## TRY IT
Pick up the article on the University of Iowa's plans for the federal government shutdown and continue it from its last sentence.

Should Washington legislators continue to disagree on a deal to reopen the shuttered government and raise the debt limit, the University of Iowa will be ready.
UI officials have created an emergency short-term loan plan for students expecting government stipend checks on Nov. 1, in case the impasse in Washington, D.C., persists. Many of the affected students are veterans, and officials said keeping them in class and financially afloat is a top priority.
“We recognize that our veteran students depend on these stipends to help pay for housing and food for themselves and their families while they are attending Iowa,” said Joseph Brennan, vice president for UI strategic communication.
The government shutdown, which began Oct. 1 when Congress missed the deadline for funding it, so far has had a minimal effect on UI students, staff and faculty members, according to Brennan.
But if a continued impasse keeps non-essential government workers and services unavailable into November, UI student veterans, researchers and some patients and providers at the UI Hospitals and Clinics could take a hit, Brennan said. Federal payments to the UI for student aid, research projects, FEMA grants and health care-related costs could be delayed.
The UI can’t bridge the federal funding gap in all those areas, Brennan said, but it will do what it can to keep students financially stable and maintain support for UIHC providers and patients.

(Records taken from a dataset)

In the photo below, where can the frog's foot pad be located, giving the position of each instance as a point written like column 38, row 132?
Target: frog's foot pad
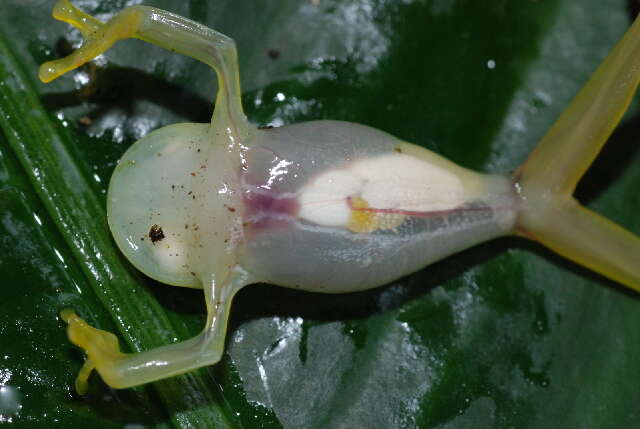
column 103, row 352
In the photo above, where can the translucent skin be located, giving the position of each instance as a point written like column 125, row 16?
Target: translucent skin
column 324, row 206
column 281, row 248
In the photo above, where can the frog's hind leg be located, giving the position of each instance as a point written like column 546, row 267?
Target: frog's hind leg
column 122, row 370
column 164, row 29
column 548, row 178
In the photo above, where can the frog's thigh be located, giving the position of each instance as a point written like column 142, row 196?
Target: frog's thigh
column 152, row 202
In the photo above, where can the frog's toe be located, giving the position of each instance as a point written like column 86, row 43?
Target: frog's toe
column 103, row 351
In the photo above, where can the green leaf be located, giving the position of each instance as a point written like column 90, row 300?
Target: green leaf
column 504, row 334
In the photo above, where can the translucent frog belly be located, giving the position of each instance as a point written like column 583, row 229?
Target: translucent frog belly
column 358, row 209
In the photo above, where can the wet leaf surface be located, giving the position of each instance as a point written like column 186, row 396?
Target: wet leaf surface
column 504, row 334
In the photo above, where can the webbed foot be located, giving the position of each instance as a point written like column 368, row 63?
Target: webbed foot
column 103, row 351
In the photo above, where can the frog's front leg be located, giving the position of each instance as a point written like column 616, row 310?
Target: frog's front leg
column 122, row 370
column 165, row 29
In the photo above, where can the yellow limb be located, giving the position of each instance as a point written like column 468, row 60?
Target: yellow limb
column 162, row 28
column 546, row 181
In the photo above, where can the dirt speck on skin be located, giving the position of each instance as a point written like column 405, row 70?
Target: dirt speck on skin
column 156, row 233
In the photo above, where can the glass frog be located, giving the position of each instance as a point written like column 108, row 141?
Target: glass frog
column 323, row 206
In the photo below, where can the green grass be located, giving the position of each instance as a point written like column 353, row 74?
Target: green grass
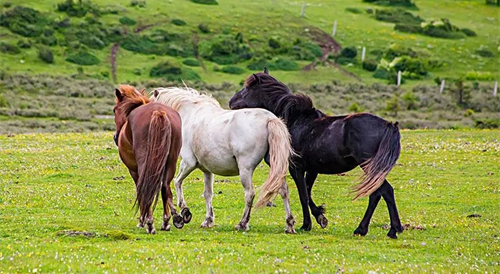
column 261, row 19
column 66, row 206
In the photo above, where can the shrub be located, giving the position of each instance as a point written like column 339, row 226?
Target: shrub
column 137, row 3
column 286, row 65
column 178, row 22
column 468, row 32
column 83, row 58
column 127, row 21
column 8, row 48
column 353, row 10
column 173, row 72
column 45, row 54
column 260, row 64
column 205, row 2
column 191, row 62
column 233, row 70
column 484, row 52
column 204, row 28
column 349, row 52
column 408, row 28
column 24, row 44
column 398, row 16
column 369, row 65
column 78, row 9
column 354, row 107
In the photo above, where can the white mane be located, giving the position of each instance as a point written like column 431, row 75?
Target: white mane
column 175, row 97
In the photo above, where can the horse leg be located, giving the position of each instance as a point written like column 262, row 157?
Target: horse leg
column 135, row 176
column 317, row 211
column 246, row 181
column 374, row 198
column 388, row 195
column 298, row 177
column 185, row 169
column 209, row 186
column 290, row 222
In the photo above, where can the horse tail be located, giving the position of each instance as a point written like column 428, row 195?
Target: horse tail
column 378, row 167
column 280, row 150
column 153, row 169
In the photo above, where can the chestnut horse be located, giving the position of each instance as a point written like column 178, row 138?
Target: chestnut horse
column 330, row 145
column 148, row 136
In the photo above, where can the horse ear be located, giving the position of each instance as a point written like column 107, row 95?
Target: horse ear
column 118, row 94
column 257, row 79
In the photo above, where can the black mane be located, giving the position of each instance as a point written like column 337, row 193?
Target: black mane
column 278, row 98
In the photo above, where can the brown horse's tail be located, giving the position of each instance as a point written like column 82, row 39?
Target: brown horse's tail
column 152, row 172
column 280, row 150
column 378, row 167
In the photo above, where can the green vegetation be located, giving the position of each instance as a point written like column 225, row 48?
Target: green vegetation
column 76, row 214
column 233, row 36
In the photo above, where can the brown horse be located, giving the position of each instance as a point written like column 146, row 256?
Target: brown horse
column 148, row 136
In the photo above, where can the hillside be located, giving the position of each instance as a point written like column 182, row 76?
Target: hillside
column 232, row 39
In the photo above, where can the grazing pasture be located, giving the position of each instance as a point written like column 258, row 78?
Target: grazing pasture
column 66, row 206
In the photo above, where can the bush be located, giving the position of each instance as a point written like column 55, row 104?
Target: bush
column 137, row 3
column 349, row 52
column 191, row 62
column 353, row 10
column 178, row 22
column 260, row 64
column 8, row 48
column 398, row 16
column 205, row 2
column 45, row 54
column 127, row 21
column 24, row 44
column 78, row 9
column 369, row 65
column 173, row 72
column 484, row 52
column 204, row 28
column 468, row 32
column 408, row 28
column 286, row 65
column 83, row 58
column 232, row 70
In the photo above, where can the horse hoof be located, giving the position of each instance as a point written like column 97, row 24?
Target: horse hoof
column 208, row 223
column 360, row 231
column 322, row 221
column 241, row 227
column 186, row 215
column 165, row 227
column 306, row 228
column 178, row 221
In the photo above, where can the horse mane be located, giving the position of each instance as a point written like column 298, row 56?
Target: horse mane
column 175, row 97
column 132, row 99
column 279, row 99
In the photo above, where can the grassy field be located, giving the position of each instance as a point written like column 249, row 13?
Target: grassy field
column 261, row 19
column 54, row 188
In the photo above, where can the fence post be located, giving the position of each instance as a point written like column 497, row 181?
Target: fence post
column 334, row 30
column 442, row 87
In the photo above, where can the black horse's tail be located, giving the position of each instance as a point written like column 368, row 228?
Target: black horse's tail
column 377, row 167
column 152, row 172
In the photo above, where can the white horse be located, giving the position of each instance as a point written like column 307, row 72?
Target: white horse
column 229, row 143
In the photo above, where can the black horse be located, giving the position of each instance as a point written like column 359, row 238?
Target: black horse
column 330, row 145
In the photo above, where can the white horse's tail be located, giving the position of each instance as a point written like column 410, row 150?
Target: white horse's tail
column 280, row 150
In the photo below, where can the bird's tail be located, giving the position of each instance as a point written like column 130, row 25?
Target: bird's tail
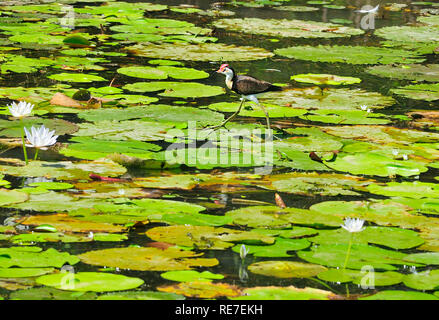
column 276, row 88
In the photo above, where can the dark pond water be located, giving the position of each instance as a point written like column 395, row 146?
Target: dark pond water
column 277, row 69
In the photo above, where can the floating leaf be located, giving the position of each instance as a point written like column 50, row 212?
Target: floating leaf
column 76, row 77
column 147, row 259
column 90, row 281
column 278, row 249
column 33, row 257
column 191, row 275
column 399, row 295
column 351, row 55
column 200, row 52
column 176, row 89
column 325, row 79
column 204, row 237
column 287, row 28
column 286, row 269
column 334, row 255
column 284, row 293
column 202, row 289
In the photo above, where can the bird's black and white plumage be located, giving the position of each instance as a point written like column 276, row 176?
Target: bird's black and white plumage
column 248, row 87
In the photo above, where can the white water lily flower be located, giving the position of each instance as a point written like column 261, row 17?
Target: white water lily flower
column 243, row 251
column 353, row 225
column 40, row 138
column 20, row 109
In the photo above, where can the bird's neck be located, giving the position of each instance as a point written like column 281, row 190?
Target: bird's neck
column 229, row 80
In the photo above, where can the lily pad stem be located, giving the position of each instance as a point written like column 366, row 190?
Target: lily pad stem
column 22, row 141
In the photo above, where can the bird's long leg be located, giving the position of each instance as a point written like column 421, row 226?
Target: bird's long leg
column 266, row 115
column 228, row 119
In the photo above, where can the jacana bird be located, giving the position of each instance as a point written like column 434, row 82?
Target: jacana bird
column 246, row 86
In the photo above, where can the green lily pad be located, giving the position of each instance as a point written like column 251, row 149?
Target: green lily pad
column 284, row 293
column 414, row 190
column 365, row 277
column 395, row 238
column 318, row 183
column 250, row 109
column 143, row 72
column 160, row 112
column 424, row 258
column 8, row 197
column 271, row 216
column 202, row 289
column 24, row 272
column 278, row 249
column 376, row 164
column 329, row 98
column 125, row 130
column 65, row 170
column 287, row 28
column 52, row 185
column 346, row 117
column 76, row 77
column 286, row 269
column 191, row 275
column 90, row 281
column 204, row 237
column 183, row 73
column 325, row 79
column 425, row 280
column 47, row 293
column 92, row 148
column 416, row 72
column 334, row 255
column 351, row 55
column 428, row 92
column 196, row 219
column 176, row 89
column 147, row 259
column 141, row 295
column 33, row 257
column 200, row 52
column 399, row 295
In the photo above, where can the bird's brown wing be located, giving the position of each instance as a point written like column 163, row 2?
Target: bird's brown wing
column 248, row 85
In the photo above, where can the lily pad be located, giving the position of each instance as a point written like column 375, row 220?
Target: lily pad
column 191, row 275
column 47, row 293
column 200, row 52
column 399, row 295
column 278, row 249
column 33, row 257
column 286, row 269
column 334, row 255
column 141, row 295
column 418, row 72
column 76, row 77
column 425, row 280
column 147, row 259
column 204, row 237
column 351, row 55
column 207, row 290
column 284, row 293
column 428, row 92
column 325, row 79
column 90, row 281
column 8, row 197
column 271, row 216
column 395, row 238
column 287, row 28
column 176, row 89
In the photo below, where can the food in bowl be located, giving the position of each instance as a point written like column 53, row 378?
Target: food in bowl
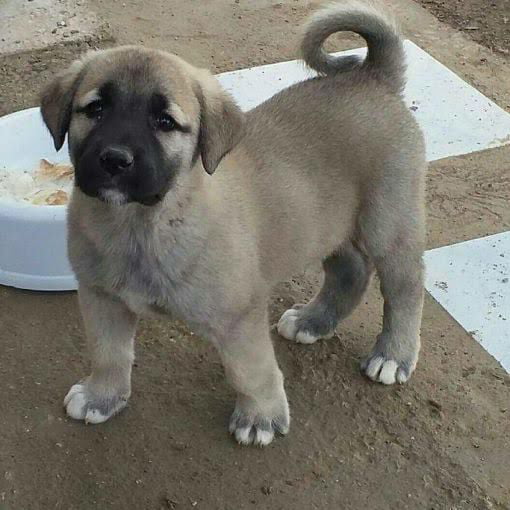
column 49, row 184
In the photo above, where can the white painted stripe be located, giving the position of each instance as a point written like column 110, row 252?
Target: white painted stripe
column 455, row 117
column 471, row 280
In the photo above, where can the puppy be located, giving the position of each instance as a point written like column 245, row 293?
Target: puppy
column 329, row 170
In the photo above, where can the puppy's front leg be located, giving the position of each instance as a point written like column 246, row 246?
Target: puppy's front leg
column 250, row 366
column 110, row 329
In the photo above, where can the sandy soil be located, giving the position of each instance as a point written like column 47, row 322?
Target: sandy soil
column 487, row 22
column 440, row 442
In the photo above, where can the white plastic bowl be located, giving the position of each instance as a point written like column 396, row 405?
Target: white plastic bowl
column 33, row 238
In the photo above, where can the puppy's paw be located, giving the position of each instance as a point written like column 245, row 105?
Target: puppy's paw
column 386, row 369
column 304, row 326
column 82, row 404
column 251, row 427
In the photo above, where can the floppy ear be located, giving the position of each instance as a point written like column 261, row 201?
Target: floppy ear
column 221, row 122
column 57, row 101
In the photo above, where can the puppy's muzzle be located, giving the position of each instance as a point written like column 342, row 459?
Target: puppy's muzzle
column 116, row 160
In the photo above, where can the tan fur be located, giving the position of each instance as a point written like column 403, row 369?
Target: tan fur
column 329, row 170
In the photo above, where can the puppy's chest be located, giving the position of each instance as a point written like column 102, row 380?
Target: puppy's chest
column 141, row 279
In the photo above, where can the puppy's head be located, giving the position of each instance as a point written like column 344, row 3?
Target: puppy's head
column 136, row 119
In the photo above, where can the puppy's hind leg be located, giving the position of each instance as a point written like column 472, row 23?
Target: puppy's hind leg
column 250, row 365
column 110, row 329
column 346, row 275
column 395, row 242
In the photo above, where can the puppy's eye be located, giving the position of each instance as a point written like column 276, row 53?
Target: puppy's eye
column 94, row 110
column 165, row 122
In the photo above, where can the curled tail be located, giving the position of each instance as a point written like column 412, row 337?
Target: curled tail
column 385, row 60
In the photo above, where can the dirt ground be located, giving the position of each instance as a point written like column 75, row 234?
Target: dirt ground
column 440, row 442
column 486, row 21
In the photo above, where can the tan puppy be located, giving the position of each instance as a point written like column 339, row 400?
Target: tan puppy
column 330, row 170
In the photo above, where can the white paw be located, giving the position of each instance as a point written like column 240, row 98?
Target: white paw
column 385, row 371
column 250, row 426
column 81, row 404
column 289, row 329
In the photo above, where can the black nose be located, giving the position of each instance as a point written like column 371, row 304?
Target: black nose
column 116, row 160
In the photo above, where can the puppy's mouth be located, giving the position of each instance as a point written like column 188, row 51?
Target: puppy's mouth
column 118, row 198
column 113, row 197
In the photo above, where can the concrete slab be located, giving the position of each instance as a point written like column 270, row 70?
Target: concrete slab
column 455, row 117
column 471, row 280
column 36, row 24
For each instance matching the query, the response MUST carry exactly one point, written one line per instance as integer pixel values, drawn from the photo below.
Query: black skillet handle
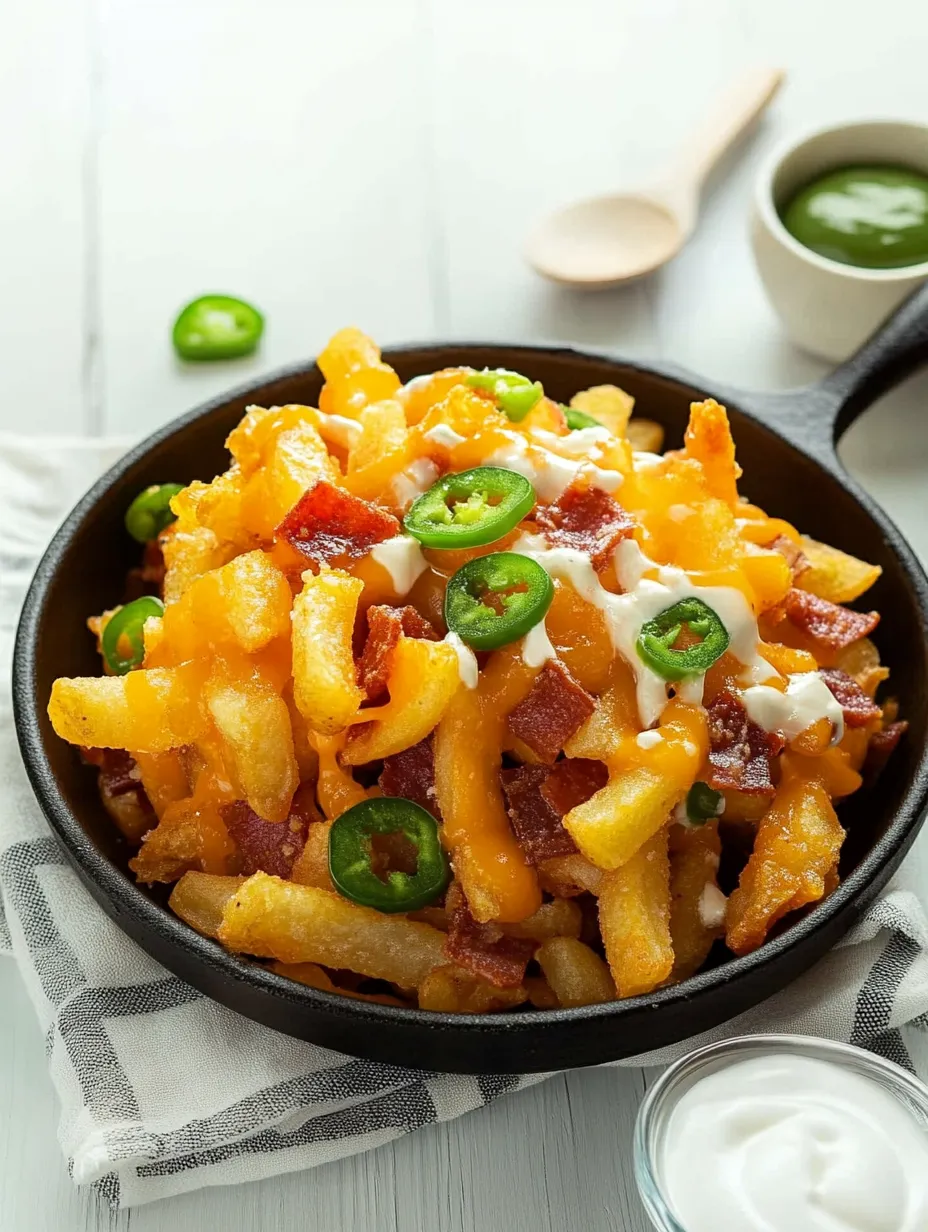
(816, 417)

## RESPONSE TO THE TASK
Mark Warner, UI assistant provost and director of financial aid, said as many as 530 student veterans attend the university and are expecting to see a government stipend for living expenses on Nov. 1.
That stipend is as high as $1,475 for many of those students, and Warner said the UI will offer them a loan should the government fail to fulfill its commitment.
“The staff has worked out a plan so that these veterans would be held harmless from an ongoing shutdown,” Warner said.
The UI’s plan is to transfer the amount the veteran students otherwise would receive from the government into their university accounts on Nov. 1. The expectation, Warner said, is that the government would eventually reopen and pay those students what they’re due.
The students then would be responsible for paying back the short-term loan to the UI, according to Warner.
“No interest would be charged to the student,” he said. “The idea is that they would get the money they are due from the government, and they would be able to pay us back.”
Warner said the students could choose to pass up the loan opportunity or take part of it.
“If they don’t want this loan, they don’t have to take it,” he said. “We just want to hold them harmless from the shutdown.”
Warner said the UI has a full expectation that the government shutdown will be resolved by Dec. 1, and the veteran students will receive two months of benefits at that time – one for November and December. The students would have until Dec. 22 to pay back the UI loan, he said.
Outside the group of veteran students owed government money, Warner said, the UI is aware other students might be relying on federal checks come November. They too are encouraged to contact the financial aid office, he said.
“We will see if we might be able to assist them with a similar type of program,” he said.
The UI funds for the loan program will be pulled from its “emergency short-term loan” funds. UI Executive Vice President and Provost Barry Butler said no students have come to administrators yet with concerns about stalled federal funds.
“The main goal is to make sure that students’ education doesn’t get interrupted as a result of this thing,” Butler said. “We want to make sure their lives aren’t disrupted.”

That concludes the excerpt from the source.